Exercise instructions:
Reproduce verbatim the stretch of the trigonometry thread from "From algebra class" through "rest out? :)".

Source passage:
==========
Question

Find all solutions in the interval [0, 2π).

sin^2x + sin x = 0

Answer 1

what have you tried so far? Usually these types of questions take a little algebra to set up.

Answer 2

i havent been able to do much but sin x = 1/cscx

Answer 3

ok, how about if you factor a sin(x) out of the left side? like this:
\[\sin(x)\cdot(\sin(x)+1) =0\]

Answer 4

ok what about the sin

Answer 5

From algebra class we now know that:
\[\sin(x) = 0 \enspace \text{or} \enspace \sin(x) + 1 = 0\]

Answer 6

sorry, did you have a question about the sin? Which part?

Answer 7

no i figured it out

Answer 8

ok, do you think you can figure the rest out? :)

Answer 9

graph sinx

Answer 10

sure you can do that or if you know the unit circle you can use that too, just find the points where sin is 0 and where sin is -1 and you should be set.

Answer 11

so pi/3 and 5pi/3 right

Answer 12

not, quite, your graph of sin should be like this...

Answer 13

so we are supposed to look in the interval [0, 2pi) which means we should start at x = 0 and go up to 2pi, but don't use 2pi.

Answer 14

so sin(0) = 0 -> x = 0
and sin(pi) = 0 -> x = pi

for the -1 solutions
sin(3pi/2) = -1 -> x = 3pi/2

Answer 15

even though sin(2pi) does equal 0 , we ignore it since it is not in our interval

Answer 16

oh okay thank you

Answer 17

i actually have one more question

Answer 18

Write the expression as the sine, cosine, or tangent of an angle.

cos 96° cos 15° + sin 96° sin 15

Answer 19

it would be cos81
==========
Material provided:
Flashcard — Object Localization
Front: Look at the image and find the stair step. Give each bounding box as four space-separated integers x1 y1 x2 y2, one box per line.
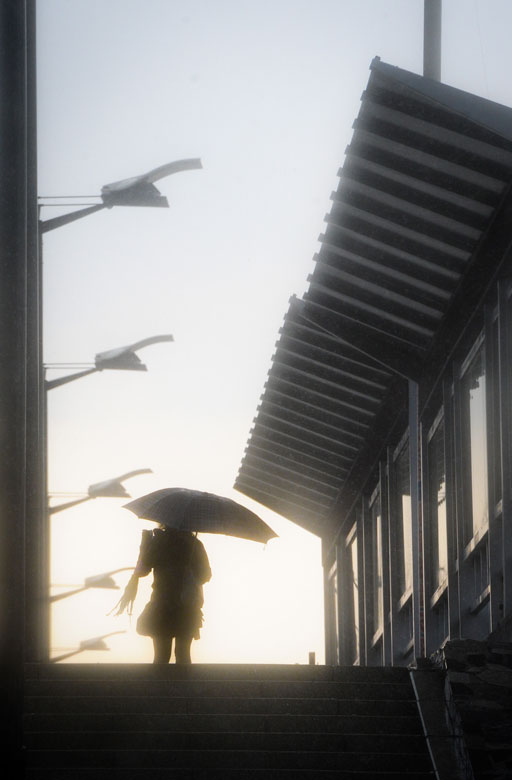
==========
Exercise solution:
From algebra class we now know that:
\[\sin(x) = 0 \enspace \text{or} \enspace \sin(x) + 1 = 0\]

Answer 6

sorry, did you have a question about the sin? Which part?

Answer 7

no i figured it out

Answer 8

ok, do you think you can figure the rest out? :)